START Selected text

Objective: To assess the impact of the 'two-week wait' rule on the presentation of colorectal cancer.
Methods: A retrospective study of all patients referred to a fast-track clinic in a colorectal cancer centre over an 18-month period, documenting outcome, especially colorectal cancer diagnosis. Comparison was made with patients diagnosed with colorectal cancer presenting via other routes in the same time period.
Results: Over an 18-month period, 462 patients were seen in the fast-track clinic and 64 (13.8%) were diagnosed with colorectal cancer. A further 131 patients with colorectal cancer presented to the department in the same time period through other means; 66 via standard out-patient letters, 26 from other departments and 39 (20%) as emergency admissions. Median (range) time to first clinic was 12 (2-28) days for fast-track and 24 (1-118) days for standard referrals (P < 0.0001); median time to first treatment was a further 36 (9-134) and 36.5 (1-226) days, respectively. The fast-track cohort had more advanced staging than those referred by standard letter. There were 19 Dukes' B, 22 Dukes' C and 14 Dukes' D cancers in the fast-track group compared with 28 Dukes' B, 25 Dukes' C and 6 Dukes' D in the standard referral group. After patient interview, only 337 (73%) of 462 fast-track patients appeared to fulfil the referral criteria but of the 64 diagnosed with cancer, 59 (92%) satisfied the criteria. Of the 66 patients with cancer referred by standard letter, 61 (92%) fulfilled the criteria.
Conclusion: Patients referred to the fast-track clinic were seen quicker than those referred by standard letter, but they tended to have more advanced disease. The fast-track referral criteria were fulfilled by most patients with cancer (whether or not they were referred to the fast track clinic), confirming their validity. After detailed interview in the clinic, a quarter of fast-track referrals were found not to satisfy referral criteria, suggesting that prioritization in primary care could be improved.

END Selected text
START Supplied information

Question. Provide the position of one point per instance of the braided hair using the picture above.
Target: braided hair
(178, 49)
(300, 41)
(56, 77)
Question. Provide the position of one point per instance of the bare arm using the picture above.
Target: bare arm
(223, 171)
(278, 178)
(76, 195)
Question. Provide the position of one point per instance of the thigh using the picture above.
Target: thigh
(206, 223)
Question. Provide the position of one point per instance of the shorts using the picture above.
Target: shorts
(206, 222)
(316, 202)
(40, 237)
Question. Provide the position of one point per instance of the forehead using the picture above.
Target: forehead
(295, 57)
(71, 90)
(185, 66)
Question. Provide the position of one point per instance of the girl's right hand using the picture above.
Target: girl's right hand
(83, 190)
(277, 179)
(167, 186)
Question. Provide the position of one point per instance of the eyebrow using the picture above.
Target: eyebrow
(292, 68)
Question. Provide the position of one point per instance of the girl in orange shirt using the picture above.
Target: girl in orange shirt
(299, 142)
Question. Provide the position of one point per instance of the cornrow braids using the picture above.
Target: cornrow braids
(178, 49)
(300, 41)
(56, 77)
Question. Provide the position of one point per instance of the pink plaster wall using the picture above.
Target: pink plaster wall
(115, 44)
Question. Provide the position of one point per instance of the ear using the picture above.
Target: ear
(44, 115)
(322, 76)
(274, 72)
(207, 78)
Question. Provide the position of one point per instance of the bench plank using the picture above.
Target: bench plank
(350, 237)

END Supplied information

## Task A
Write out the colorectal cancer abstract again, starting at the words "Conclusion: Patients referred" and ending after "could be improved.", and replace "quicker" with "sooner".
## Task B
Answer these questions about the colorectal cancer abstract:
(i) How many patients were seen in the fast-track clinic over the 18-month period?
(ii) What was the median time to first clinic for standard referrals?
(iii) After detailed interview in the clinic, what share of fast-track referrals were found not to satisfy the referral criteria?

## Expected answer A
Conclusion: Patients referred to the fast-track clinic were seen sooner than those referred by standard letter, but they tended to have more advanced disease. The fast-track referral criteria were fulfilled by most patients with cancer (whether or not they were referred to the fast track clinic), confirming their validity. After detailed interview in the clinic, a quarter of fast-track referrals were found not to satisfy referral criteria, suggesting that prioritization in primary care could be improved.

## Expected answer B
(i) 462 patients.
(ii) 24 days.
(iii) A quarter.